Un chantier complexe 

Pour la construction des cinq éoliennes, les équipes de la CNR, sous-traitants et Enedis ont dû faire face à diverses contraintes. Au final, l’emprise occupée par les éoliennes sur ce terrain plus ou moins boisé, appartenant à la commune et à trois propriétaires privés, sera de 1 200 m² pour la plateforme de chaque éolienne et son stockage. En compensation du défrichement, 2 500 m² de douglas seront replantés en forêt de Dornas. Durant le chantier, deux autres plateformes transitoires de stockage ont été créées sur des prairies de façon à ne pas impacter le milieu boisé. Il a fallu respecter la présence de chauve-souris dans quatre arbres à cavité, de lézards verts vivants dans deux murets de pierres sèches et recueillir les graines d’un réséda protégé lors de travaux d’élargissement des voies d’accès, pour les semer.
La planification des travaux a dû se caler également sur les périodes de nidification d’oiseaux et commencer à l’automne 2016. Le transport des éoliennes – 300 tonnes chacune pour une hauteur totale de 100 m – a nécessité pour les parties les plus encombrantes de recourir à des remorques automotrices pour gravir les sinueuses D86 et D232 jusqu’au Col de Rotisson. 

 

Expériences / Alors que le marché du petit éolien s’est développé au début des années 2000, il s’est très rapidement heurté au manque d’expérience des entreprises du secteur engendrant la déception des acheteurs. Parmi eux, des agriculteurs pensant faire des économies ont perdu de l’argent. Témoignages.

“ Le petit éolien nous a vendu du rêve ”

Cela n’aura été qu’une tentative d’épargne échouée. Face à de grandes dépenses énergétiques sur leur ferme, en 2009, Christian et Patricia Garde décident d’investir dans une petite éolienne. « On consomme beaucoup sur l’exploitation. L’éolien nous paraissait une bonne alternative pour récupérer notre électricité », explique Christian Garde, éleveur de bovin et caprin, à Condrieu dans la vallée du Rhône. Placée à onze mètres de hauteur et installée sur une petite butte à soixante mètres de leur maison par Eolys, concepteur et fabricant d’éolien de proximité, elle tombe en panne quelques mois plus tard. « Nous nous sommes retrouvés face à des professionnels débordés, qui plus est  basés à 600 kilomètres de chez nous, en Vendée. Ils avaient du mal à répondre à nos questions. Nous avons attendu plus de six mois avant qu’ils viennent réparer notre éolienne », regrettent-ils. Aujourd’hui, cinq ans plus tard, le couple d’éleveurs se retrouve exactement dans la même situation : l’éolienne est en panne pour la deuxième fois. « Il faut certainement changer la génératrice mais notre garantie est terminée. Si cela nous coûte plus de 2 000 euros, on abandonne ».

• **DONNÉES FOURNIES**
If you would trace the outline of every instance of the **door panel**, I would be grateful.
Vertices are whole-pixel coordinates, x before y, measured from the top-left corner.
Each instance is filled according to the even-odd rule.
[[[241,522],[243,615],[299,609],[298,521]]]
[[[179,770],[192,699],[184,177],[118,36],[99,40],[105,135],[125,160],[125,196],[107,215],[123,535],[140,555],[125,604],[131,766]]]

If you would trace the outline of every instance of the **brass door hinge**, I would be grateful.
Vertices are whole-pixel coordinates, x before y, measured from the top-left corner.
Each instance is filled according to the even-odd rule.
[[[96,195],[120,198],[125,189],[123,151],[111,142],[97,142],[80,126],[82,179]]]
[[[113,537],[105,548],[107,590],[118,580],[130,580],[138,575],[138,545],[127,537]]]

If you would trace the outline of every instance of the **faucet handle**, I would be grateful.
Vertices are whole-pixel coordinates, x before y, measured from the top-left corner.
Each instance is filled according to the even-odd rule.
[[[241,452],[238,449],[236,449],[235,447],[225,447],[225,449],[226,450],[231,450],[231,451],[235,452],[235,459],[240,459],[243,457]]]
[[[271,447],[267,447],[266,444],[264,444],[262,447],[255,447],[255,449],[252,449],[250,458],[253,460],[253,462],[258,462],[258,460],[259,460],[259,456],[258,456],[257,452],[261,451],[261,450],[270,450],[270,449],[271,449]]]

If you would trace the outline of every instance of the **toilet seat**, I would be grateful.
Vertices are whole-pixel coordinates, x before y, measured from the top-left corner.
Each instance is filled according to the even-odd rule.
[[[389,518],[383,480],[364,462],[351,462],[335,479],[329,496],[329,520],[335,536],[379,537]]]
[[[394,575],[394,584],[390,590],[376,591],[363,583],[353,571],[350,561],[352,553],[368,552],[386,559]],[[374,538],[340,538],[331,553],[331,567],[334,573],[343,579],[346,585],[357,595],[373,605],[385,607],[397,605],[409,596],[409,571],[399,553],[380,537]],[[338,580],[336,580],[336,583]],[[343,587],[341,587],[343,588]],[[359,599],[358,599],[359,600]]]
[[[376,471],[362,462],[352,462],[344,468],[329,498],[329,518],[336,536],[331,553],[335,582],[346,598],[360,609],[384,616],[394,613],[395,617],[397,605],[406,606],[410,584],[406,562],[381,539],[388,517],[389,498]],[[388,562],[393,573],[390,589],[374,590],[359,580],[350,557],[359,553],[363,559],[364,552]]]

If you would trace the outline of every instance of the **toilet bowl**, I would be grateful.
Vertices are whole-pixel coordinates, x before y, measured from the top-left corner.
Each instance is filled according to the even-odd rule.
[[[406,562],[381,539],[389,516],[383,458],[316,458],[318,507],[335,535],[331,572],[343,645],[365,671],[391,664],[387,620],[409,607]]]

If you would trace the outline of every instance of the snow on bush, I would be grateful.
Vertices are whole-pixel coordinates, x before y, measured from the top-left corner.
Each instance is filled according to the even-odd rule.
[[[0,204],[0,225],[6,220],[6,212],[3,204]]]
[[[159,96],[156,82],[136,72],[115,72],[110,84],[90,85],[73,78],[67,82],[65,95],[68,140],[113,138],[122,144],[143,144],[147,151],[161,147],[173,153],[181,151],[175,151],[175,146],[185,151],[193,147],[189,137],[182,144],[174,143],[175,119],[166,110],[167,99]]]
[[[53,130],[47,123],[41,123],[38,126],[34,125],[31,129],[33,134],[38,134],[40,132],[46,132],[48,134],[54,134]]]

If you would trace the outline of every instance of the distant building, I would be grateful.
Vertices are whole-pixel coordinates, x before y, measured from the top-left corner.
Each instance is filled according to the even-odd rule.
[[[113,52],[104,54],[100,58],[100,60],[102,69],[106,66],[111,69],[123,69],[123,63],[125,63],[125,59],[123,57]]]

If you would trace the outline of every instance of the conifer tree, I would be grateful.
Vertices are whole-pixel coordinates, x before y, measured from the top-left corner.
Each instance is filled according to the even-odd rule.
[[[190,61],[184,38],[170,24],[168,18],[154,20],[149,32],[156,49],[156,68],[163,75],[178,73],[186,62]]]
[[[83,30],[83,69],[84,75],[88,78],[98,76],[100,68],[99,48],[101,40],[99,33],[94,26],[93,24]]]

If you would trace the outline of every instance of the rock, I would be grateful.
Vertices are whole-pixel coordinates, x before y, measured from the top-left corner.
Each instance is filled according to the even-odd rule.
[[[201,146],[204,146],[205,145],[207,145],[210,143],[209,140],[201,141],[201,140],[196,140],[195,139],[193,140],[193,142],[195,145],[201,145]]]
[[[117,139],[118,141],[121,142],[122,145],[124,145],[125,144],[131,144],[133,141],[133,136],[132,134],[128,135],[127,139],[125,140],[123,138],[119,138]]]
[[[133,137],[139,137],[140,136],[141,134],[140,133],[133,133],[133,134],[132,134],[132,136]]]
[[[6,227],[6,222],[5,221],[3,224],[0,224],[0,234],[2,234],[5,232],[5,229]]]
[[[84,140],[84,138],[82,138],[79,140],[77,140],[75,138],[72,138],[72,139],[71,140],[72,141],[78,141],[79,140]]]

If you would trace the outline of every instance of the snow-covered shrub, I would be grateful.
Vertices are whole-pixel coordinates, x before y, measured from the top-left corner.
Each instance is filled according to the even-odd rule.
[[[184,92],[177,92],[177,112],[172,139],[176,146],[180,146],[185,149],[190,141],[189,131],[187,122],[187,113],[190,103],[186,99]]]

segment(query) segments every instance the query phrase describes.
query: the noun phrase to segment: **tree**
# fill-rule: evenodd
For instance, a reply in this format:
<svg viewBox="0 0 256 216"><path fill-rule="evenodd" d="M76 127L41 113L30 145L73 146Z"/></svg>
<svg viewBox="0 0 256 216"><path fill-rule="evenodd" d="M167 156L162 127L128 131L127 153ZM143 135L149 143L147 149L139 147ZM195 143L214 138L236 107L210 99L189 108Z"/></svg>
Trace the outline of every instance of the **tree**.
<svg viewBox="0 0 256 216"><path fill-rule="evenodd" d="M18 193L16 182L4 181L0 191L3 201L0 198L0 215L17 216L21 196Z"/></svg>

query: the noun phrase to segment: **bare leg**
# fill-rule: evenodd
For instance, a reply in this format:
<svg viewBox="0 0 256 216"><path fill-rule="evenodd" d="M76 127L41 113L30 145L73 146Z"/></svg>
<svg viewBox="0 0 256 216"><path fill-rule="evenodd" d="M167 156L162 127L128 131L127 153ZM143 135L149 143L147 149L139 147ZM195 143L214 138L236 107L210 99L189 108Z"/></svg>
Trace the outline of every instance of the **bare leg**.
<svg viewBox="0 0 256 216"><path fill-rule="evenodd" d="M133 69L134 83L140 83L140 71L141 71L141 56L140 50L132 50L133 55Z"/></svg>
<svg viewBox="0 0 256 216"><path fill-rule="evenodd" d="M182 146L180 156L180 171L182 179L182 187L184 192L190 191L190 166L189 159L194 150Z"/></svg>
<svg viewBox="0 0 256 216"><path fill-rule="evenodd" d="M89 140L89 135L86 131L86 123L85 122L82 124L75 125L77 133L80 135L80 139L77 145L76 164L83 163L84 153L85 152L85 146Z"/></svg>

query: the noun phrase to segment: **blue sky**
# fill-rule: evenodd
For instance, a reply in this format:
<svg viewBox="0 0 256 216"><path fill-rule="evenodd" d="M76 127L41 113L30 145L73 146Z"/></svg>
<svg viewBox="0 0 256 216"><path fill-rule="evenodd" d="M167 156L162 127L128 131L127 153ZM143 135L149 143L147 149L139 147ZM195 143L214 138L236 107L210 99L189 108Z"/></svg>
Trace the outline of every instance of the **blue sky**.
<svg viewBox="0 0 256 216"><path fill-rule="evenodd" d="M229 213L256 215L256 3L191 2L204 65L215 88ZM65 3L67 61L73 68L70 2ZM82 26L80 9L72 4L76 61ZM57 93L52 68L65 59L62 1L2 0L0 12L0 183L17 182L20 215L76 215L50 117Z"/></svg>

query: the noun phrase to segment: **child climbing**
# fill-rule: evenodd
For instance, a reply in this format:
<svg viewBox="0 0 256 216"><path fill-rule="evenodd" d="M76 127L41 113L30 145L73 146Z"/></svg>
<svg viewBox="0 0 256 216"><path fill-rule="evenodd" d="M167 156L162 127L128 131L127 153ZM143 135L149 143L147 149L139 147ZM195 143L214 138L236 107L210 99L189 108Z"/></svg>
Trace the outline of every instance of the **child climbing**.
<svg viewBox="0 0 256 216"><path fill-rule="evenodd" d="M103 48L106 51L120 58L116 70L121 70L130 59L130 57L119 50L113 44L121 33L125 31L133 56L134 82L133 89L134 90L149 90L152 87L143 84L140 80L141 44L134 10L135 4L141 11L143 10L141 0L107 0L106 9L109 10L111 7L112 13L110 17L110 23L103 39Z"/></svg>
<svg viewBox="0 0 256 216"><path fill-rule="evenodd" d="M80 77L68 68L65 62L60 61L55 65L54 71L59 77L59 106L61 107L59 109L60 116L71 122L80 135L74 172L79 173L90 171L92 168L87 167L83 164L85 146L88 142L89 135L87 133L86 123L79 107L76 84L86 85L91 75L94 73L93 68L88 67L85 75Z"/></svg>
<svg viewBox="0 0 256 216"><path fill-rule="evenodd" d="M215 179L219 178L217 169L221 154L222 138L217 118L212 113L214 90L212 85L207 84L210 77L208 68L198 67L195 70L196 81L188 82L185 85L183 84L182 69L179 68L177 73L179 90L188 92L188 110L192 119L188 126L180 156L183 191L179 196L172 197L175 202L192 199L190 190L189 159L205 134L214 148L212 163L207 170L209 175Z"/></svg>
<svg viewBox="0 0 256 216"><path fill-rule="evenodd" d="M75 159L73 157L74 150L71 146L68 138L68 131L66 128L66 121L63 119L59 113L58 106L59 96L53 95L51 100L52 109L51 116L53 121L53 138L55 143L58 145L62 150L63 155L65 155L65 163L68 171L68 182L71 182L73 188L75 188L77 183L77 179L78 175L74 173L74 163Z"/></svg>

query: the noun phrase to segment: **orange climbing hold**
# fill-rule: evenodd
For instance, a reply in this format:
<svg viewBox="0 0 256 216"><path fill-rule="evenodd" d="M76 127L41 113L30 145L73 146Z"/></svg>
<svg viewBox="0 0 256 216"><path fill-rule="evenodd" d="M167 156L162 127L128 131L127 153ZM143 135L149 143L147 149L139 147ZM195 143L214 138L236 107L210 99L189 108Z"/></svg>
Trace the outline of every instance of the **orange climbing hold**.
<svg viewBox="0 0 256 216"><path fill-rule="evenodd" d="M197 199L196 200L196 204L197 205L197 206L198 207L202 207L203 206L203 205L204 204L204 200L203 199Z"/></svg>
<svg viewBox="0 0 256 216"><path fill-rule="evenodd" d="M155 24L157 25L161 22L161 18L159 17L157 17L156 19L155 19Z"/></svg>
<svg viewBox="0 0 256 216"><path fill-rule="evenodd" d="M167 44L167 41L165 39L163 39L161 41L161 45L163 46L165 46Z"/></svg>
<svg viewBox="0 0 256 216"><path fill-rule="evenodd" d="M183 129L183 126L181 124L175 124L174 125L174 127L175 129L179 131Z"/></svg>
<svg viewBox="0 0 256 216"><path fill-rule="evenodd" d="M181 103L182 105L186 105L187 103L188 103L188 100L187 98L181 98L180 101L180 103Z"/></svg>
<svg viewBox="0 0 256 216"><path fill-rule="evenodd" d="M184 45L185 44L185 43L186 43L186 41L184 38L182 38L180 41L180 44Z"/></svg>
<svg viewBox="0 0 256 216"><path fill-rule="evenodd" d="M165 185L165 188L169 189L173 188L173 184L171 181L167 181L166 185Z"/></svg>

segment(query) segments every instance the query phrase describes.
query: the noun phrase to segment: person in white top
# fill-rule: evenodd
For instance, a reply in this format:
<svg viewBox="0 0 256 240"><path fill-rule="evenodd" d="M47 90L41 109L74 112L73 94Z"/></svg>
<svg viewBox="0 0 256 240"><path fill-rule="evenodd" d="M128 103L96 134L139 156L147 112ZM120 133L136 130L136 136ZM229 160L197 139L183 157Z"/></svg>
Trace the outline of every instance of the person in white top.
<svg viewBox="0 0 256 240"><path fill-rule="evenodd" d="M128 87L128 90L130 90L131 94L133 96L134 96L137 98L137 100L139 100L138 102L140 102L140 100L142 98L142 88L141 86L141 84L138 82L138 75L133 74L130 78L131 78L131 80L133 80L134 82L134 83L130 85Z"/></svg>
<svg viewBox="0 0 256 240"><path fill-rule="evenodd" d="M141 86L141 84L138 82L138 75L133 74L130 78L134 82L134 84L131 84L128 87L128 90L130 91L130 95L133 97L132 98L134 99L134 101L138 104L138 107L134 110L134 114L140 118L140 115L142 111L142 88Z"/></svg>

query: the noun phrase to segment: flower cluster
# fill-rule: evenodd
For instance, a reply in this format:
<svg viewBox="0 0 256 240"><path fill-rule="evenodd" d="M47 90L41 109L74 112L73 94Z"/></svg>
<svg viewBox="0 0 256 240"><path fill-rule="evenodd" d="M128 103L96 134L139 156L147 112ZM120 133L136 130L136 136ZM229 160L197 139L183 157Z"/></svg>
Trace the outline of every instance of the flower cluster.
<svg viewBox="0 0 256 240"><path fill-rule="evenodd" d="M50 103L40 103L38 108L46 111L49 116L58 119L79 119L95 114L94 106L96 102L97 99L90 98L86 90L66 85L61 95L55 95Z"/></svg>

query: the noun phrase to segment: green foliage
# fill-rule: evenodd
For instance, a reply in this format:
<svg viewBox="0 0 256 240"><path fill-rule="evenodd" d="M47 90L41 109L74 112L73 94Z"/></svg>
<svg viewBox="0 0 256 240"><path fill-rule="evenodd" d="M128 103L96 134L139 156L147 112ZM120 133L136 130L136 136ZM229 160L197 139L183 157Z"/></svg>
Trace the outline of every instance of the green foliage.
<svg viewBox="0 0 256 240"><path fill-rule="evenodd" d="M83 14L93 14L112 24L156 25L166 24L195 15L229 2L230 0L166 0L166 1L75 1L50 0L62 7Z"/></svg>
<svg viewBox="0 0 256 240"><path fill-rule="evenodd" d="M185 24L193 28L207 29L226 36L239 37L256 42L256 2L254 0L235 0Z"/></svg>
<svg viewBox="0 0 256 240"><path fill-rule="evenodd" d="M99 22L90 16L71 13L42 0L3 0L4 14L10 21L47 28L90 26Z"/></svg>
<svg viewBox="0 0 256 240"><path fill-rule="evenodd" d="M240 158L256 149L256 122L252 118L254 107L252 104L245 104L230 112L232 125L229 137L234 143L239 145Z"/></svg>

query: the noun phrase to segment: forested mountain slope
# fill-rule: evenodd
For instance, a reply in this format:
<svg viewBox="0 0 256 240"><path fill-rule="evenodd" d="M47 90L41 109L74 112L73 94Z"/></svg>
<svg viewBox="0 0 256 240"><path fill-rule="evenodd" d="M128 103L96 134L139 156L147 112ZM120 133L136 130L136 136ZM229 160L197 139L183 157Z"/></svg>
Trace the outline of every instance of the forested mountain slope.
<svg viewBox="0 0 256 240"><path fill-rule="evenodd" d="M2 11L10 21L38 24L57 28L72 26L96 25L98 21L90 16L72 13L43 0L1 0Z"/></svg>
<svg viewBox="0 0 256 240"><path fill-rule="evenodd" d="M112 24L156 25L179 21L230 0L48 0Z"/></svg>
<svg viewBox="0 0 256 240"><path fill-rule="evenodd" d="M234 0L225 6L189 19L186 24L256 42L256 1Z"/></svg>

• **ÉNONCÉ**
Poursuivez le texte sur l'éolien juste après sa dernière phrase.

• **RÉPONSE FINALE**
L’attrait furtif de l’éolien
Philippe Brulé et Charles Touron, membres à l’AFPPE(1), eux, ont vécu « le boom du petit éolien entre 2004 et 2010 », mais ont surtout constaté le déclin d’un marché « qui s’est complètement planté en 2013 ». Les raisons ? Tout d’abord, selon ces deux professionnels, la faute à une fausse idée divulguée à la fin des années soixante qui consistait à dire que l’énergie éolienne ne pouvait être que « gratuite » car « gentiment offerte par la nature ». « On lui a attribué un côté sacré. La rotation des éoliennes faisant penser à celle des moulins à vent, il y avait un vrai plaisir visuel à les regarder tourner… », estime Charles Touron, ancien salarié d’EDF, aujourd’hui responsable du site SEPEN(2). « Beaucoup de particuliers, dont des agriculteurs, se sont laissés séduire pour faire des économies », reprend-il. Sauf que le marché de l’éolien s’est effondré en quelques années. « Le matériel était peu fiable, le personnel embauché vendait du rêve aux particuliers. Les coûts de maintenance étaient tellement élevés que, petit à petit, les ventes ont cessé. On a vu fondre la demande. Un grand nombre d’entreprises ont fermé. Aujourd’hui, il n’y a presque plus de fabricants de pièces en France ». Résultat : « Le prix de revient du KW (NDLR : 15 centimes TTC le KW) est largement supérieur au prix du KW vendu par les autres fournisseurs d’énergie. Le petit éolien n’est pas assez concurrentiel », résume Philippe Brulé. Le marché de l’éolien est donc quasi inexistant.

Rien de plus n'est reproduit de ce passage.